### Given task A
In the Sutton Supreme thread, why does Carguy1965 say this bike is a big deal to him? Answer in one to three sentences.
### Given task B
Answer these questions on the Sutton Supreme thread:
(i) Where did Carguy1965 find and buy the bike?
(ii) Which company built it, and where?
(iii) What does militarymonark ask him to do?
### Given task C
Pick up the Sutton Supreme thread after its last post.

### Text segment
========================================================================

# Finally Found one.



## Carguy1965

Hello to all. I am new to the site. Im a carguy from way back, been re doing old cars for years. I finnaly found the one that got away on E bay today.. And promptly bought it. Had an identical one when I was 12-14 or so back in the day. It was faster than any of my friends bikes. It was also stolen right out of my garage. The bike shop didnt sell them anymore etc. I am curious if anyone has any info on them or sources for info etc. This one is complete but its gonna need some work. Circa 1972/73 Sutton Supreme 10 speed. Built buy Union Cycle Co in Brooklyn. Had all Japanese components. Shimano/Sugino etc. I am sure they were not made in big numbers , and its only a big deal to me because I had one, It was my ride at the time and someone stole it.. But it truly was the king of the hill in my neck of the woods way back when. Any info would be appreciated while I eagerly await its arrival..

Thanks


----------



## militarymonark

post some pics


----------



## Carguy1965

Thanks.. As soon as she gets here and I can I will post a few shots of the bike..

========================================================================

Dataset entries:
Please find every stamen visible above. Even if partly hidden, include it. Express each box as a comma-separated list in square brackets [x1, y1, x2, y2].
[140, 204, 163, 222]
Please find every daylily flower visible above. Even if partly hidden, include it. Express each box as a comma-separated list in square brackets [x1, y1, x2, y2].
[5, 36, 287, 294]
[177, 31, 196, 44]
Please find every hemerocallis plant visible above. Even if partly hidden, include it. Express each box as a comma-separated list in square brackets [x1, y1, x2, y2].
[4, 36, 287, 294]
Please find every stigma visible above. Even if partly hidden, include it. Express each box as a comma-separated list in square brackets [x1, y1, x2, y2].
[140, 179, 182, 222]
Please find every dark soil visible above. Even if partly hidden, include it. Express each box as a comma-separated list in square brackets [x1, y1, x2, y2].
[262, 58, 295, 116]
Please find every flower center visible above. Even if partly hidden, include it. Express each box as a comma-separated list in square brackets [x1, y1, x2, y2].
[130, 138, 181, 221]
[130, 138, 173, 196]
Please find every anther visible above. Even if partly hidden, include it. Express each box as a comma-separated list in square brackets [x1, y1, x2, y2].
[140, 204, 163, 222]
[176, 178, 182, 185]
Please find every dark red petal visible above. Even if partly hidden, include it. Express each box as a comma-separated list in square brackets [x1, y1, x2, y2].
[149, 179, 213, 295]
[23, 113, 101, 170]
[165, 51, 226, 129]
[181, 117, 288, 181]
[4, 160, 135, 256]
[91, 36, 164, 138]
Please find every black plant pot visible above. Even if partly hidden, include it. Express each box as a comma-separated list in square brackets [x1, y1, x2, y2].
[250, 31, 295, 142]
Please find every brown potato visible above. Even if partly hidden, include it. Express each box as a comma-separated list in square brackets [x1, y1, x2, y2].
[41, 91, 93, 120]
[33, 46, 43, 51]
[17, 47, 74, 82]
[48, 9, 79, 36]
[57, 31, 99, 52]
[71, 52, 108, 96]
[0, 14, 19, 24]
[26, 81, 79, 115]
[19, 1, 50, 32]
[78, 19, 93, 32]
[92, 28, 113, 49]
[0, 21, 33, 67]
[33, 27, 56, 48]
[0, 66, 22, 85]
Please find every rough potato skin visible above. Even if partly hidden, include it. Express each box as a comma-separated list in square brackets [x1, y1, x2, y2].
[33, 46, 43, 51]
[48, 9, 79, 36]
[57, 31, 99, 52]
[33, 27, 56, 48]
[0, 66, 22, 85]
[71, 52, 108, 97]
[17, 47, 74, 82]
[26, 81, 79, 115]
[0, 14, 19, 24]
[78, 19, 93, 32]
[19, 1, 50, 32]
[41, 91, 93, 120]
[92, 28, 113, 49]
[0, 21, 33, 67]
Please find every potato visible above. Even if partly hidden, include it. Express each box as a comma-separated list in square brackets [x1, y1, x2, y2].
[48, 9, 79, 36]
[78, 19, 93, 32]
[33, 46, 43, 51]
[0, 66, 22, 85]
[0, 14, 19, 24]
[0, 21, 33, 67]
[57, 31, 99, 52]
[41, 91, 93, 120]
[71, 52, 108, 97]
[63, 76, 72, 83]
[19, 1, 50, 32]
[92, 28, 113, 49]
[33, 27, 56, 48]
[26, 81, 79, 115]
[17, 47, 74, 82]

========================================================================

### Expected answer A
He owned an identical one at around 12 to 14, and it was his ride at the time. Someone stole it from his garage, and the bike shop no longer sold them.

### Expected answer B
(i) On eBay.
(ii) Union Cycle Co, in Brooklyn.
(iii) Post some pics.

### Expected answer C
----------



## musclebikes

Haha........Why 1965? 1965 is my favorite year. I even Have 65 Belvedere.


----------



## Monark52

*Does that Mopar have a HEMI in it by any chance?*


----------



## musclebikes

I wish! Your actually half right it has a 318 Poly, which the valve train is designed after the hemi. So its a "half hemi" or a "semi hemi".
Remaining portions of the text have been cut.